▶ [Exercise materials]:

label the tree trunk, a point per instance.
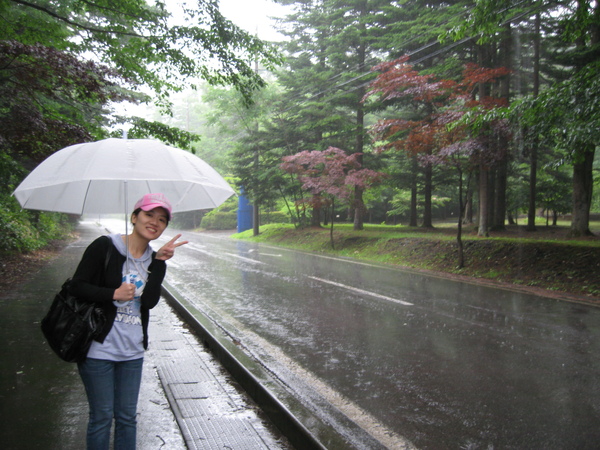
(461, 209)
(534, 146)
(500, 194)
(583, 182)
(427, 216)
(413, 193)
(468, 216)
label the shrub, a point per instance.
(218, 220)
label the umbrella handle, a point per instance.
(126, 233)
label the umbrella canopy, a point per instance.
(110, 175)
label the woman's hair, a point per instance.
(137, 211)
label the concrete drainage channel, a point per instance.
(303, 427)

---

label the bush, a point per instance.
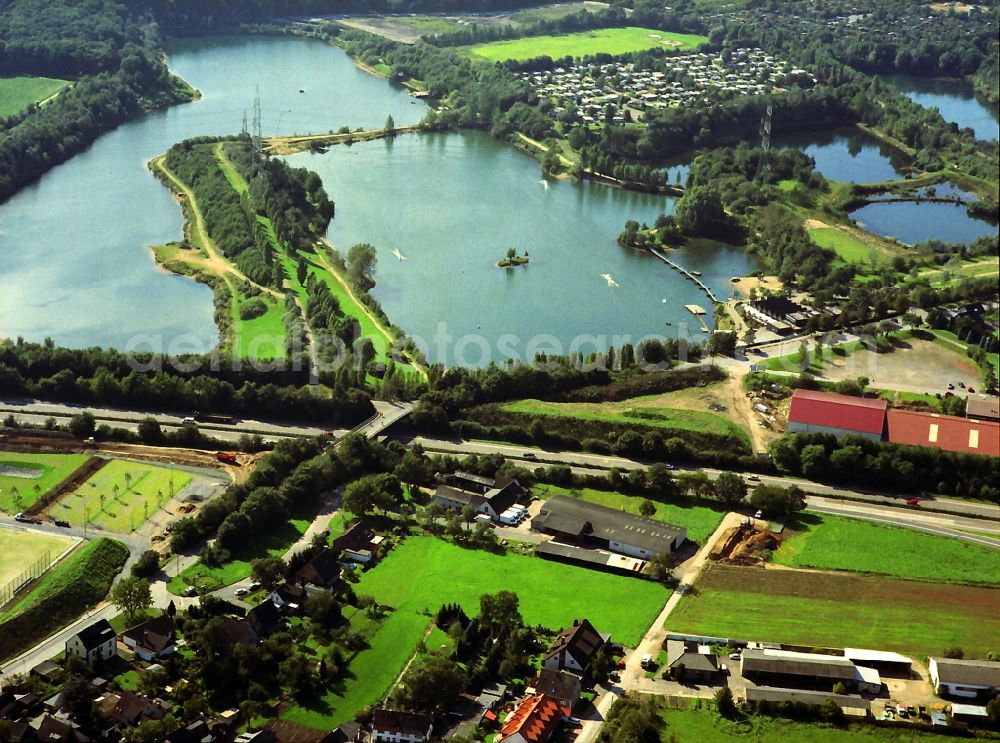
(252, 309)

▶ [Stated goal]:
Please find every line in the records that contains the word "umbrella", matching case exactly, and copy each of those lines.

▶ [Expected answer]:
label the umbrella handle, a point per instance.
label the umbrella canopy, a point per instance.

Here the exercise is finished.